**PROVIDED MATERIAL:**
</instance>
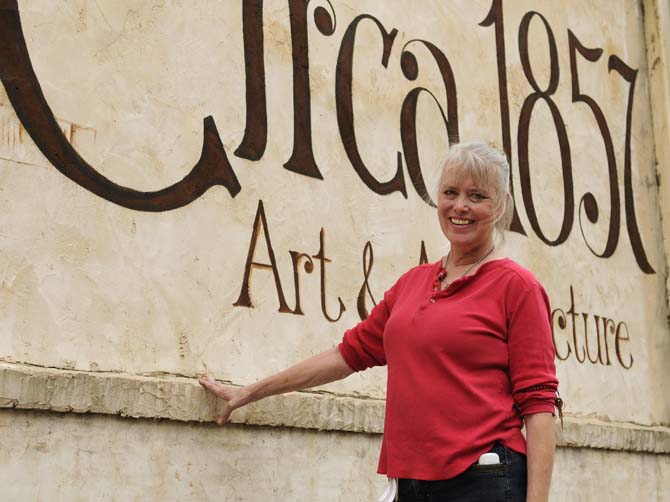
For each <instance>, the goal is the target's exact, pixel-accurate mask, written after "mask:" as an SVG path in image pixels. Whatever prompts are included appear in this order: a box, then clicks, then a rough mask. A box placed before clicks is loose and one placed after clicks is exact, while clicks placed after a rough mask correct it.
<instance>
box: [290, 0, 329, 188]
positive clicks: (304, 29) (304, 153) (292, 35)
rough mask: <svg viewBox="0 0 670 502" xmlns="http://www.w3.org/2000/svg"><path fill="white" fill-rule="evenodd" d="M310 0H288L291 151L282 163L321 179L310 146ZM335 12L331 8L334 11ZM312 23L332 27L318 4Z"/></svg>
mask: <svg viewBox="0 0 670 502" xmlns="http://www.w3.org/2000/svg"><path fill="white" fill-rule="evenodd" d="M308 4H309V0H289V3H288V6H289V18H290V21H291V58H292V61H293V152H292V153H291V157H290V158H289V159H288V160H287V161H286V163H285V164H284V167H285V168H286V169H287V170H289V171H293V172H294V173H299V174H303V175H305V176H309V177H311V178H316V179H318V180H322V179H323V175H322V174H321V171H320V170H319V166H318V165H317V163H316V159H315V158H314V148H313V146H312V106H311V102H312V98H311V91H310V79H309V44H308V34H307V7H308ZM333 14H334V11H333ZM315 23H316V25H317V28H318V29H319V31H321V33H323V34H324V35H327V36H328V35H332V34H333V33H334V31H335V28H334V22H333V19H332V18H331V17H330V15H329V14H328V11H326V10H325V9H324V8H317V11H316V12H315Z"/></svg>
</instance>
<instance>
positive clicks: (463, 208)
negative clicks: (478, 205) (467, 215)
mask: <svg viewBox="0 0 670 502" xmlns="http://www.w3.org/2000/svg"><path fill="white" fill-rule="evenodd" d="M454 209H456V210H457V211H467V210H468V209H469V206H468V199H467V197H465V196H464V195H459V196H458V197H456V200H455V201H454Z"/></svg>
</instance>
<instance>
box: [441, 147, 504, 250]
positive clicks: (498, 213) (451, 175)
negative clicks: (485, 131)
mask: <svg viewBox="0 0 670 502" xmlns="http://www.w3.org/2000/svg"><path fill="white" fill-rule="evenodd" d="M447 170H448V171H449V179H450V180H453V181H454V182H456V183H458V182H460V180H461V179H463V178H464V177H466V176H470V177H471V178H472V181H473V182H474V183H475V184H476V185H478V186H480V187H482V188H484V189H486V190H487V191H490V193H491V199H492V201H493V204H494V208H495V209H494V213H495V214H496V219H495V222H494V226H493V228H494V229H495V230H496V232H497V233H498V235H499V236H500V238H501V240H504V238H505V233H504V231H505V230H507V229H508V228H509V225H510V223H511V222H512V215H513V212H514V201H513V199H512V195H511V194H510V192H509V177H510V167H509V162H507V156H506V155H505V154H504V153H503V152H501V151H500V150H498V149H497V148H494V147H492V146H490V145H488V144H486V143H480V142H471V143H457V144H454V145H452V146H451V147H450V148H449V152H448V153H447V155H446V157H445V158H444V160H443V161H442V163H441V169H440V181H439V183H440V186H441V185H442V183H443V180H444V175H445V173H446V172H447ZM440 186H438V192H439V189H440Z"/></svg>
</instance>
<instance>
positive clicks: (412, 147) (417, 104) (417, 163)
mask: <svg viewBox="0 0 670 502" xmlns="http://www.w3.org/2000/svg"><path fill="white" fill-rule="evenodd" d="M412 42H419V43H421V44H423V45H424V46H425V47H426V48H427V49H428V51H429V52H430V54H431V56H433V59H434V60H435V63H436V64H437V67H438V69H439V70H440V76H441V77H442V82H443V84H444V89H445V94H446V100H447V113H446V114H445V113H444V109H443V108H442V105H441V104H440V101H439V100H438V99H437V97H436V96H435V95H434V94H433V93H432V92H431V91H429V90H428V89H426V88H425V87H416V88H414V89H412V90H411V91H410V92H409V93H408V94H407V96H406V97H405V100H404V101H403V104H402V109H401V113H400V136H401V140H402V147H403V152H404V153H405V160H406V162H407V172H408V173H409V177H410V180H411V181H412V185H413V186H414V189H415V190H416V192H417V193H418V194H419V196H420V197H421V198H422V199H423V201H424V202H425V203H426V204H428V205H430V206H433V207H437V205H436V204H435V202H434V201H433V200H432V199H431V197H430V193H429V191H428V190H427V189H426V182H425V181H424V179H423V173H422V171H421V162H420V160H419V147H418V144H417V134H416V116H417V107H418V101H419V96H420V95H421V93H422V92H425V93H427V94H428V95H430V96H431V97H432V98H433V101H434V102H435V104H436V105H437V108H438V109H439V110H440V115H441V116H442V121H443V122H444V125H445V128H446V131H447V141H446V142H445V143H446V144H445V151H446V150H447V148H446V147H448V146H451V145H452V144H454V143H458V141H459V133H458V99H457V94H456V80H455V78H454V72H453V70H452V68H451V64H450V63H449V59H447V56H445V54H444V53H443V52H442V51H441V50H440V49H438V48H437V46H435V45H434V44H432V43H431V42H428V41H426V40H419V39H416V40H410V41H409V42H407V43H406V44H405V46H404V47H403V50H402V53H401V56H400V67H401V69H402V72H403V75H405V78H407V79H408V80H416V78H417V77H418V75H419V66H418V63H417V61H416V57H415V56H414V54H413V53H412V52H410V51H409V49H406V47H407V46H408V45H409V44H410V43H412Z"/></svg>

**PROBLEM DESCRIPTION:**
How many lines in the listing above contain the string "negative"? Give only the number.

**SOLUTION:**
2